Labeled-object pointing rows:
__________

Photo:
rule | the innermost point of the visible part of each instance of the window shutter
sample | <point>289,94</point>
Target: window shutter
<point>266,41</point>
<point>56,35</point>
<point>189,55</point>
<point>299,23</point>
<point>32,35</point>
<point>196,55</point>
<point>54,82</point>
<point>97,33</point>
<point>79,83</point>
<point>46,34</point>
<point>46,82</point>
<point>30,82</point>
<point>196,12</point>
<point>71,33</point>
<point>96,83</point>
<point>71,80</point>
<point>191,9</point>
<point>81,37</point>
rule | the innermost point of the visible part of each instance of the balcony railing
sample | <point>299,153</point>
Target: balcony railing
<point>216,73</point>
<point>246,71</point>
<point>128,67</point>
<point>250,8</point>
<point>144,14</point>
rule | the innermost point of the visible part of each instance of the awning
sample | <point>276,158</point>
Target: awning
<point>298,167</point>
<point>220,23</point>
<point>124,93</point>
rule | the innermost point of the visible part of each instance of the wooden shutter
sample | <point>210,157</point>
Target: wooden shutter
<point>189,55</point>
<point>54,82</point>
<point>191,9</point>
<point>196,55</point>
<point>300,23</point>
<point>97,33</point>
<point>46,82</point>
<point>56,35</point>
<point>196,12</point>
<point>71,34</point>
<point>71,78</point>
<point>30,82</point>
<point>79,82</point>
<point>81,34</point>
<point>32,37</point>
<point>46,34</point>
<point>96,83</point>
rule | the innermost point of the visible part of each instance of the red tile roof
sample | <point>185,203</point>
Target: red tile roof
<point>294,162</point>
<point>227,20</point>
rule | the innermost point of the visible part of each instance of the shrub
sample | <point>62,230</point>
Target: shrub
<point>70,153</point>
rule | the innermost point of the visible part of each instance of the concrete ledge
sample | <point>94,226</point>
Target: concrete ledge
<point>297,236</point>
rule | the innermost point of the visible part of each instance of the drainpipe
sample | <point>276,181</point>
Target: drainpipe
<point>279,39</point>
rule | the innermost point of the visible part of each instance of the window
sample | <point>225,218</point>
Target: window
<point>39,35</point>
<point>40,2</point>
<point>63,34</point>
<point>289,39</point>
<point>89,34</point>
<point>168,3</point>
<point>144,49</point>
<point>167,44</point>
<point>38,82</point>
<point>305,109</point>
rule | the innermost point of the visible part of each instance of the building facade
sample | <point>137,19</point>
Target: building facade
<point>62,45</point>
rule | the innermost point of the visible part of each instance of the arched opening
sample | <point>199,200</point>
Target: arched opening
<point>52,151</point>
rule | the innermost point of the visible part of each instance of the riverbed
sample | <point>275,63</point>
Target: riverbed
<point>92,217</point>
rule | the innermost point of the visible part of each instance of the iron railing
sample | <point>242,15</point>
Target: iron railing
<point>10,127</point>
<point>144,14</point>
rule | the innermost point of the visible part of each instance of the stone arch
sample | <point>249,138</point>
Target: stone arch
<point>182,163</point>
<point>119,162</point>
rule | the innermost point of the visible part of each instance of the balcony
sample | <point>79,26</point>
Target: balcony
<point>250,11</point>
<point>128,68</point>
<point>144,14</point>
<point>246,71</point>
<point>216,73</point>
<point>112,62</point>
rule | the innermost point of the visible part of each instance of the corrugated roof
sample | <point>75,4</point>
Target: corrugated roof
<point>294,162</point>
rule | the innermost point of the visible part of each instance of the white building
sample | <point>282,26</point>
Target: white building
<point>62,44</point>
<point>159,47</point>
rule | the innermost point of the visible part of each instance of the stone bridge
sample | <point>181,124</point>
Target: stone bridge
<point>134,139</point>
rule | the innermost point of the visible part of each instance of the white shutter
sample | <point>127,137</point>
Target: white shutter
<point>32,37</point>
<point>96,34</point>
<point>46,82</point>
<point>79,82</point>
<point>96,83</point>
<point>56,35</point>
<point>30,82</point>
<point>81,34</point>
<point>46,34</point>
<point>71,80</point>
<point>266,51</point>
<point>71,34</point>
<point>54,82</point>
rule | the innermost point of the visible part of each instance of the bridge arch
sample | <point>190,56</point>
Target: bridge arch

__________

Reproduce the rows from the beginning of the rows through the line containing "<point>32,35</point>", substituting "storm shutter" for "window shutter" and leaving everything else unchanged.

Final result:
Photo:
rule | the innermost point of the visible part of each instance of the storm shutter
sample | <point>289,94</point>
Target: storm shutter
<point>266,41</point>
<point>56,35</point>
<point>189,55</point>
<point>299,23</point>
<point>32,35</point>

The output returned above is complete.